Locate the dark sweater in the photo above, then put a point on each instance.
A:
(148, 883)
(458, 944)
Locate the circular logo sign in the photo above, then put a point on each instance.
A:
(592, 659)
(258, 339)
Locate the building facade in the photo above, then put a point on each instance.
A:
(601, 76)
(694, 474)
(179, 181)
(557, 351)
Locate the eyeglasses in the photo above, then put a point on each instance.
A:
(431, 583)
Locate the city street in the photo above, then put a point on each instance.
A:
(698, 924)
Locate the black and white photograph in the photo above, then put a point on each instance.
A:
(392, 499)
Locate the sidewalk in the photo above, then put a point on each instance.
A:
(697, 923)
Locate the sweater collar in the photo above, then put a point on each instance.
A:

━━━━━━━━

§ **Directive**: Please write out the rows above again, switching "put a point on each instance" to "mark every instance" wherever it occurs and keeping everything else the same.

§ **Reply to the task**:
Locate the dark sweater in the photo above, then mark every instance.
A:
(148, 883)
(458, 944)
Locate the circular logo sign in the photo above, then mark every instance.
A:
(592, 659)
(258, 339)
Locate the building facade in the photo above, then mark every instance.
A:
(601, 76)
(694, 474)
(179, 181)
(557, 351)
Locate the eyeglasses in the photo above, then mark every instance.
A:
(431, 583)
Locate the city street in the photo above, then mark every instance.
A:
(698, 924)
Locate the black and white photograph in the photo above, then mark every instance.
A:
(392, 499)
Locate the sidewalk in the photo above, then mark every instance.
A:
(697, 923)
Locate the sweater collar in the photo above, then mark every instance.
A:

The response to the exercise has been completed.